((

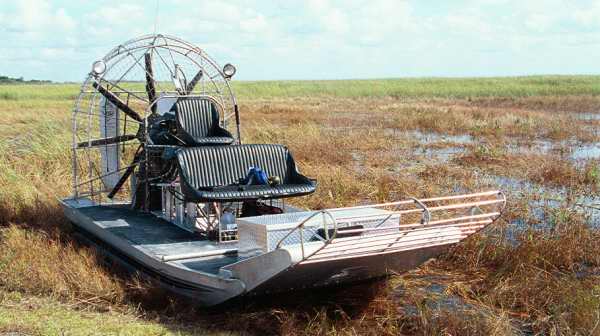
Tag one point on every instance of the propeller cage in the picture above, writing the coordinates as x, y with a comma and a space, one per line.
120, 113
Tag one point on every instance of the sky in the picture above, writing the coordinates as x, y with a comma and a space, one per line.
312, 39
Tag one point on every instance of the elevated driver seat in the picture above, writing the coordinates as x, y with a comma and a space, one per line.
213, 173
198, 122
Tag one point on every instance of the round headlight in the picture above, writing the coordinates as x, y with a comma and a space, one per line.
98, 67
229, 70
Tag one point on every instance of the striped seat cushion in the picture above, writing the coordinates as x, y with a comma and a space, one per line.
198, 122
213, 173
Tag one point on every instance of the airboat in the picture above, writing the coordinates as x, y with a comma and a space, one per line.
164, 183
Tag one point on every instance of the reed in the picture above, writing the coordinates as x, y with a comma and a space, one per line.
535, 271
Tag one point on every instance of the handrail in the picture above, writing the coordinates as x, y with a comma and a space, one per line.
368, 238
426, 213
301, 226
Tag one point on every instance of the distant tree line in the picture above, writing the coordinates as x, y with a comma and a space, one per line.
20, 80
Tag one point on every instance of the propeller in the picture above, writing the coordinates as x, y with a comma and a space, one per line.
136, 160
117, 101
150, 85
106, 141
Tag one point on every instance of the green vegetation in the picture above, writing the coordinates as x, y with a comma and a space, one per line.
401, 88
20, 80
31, 315
536, 271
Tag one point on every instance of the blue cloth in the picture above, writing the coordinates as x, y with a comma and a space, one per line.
255, 176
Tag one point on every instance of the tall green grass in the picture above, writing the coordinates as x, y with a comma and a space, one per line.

))

### Try it
Restate word for word the lines from the one holding "Tag one point on every instance of the green" through the last line of the listing, omitting every earlier line.

### Exercise output
Tag one point on every instance of the green vegetation in the picture above, writing the coordinates as x, y with a comma and a space, one per line.
401, 88
20, 80
31, 315
536, 271
Tag one point on every instance of the blue cloth in the picture above, writing the coordinates as x, y with a comma and a space, one per line.
255, 176
Tag one point on every instance of the tall green grass in the picture above, writing the coordinates as x, y with a comma and a space, one per line.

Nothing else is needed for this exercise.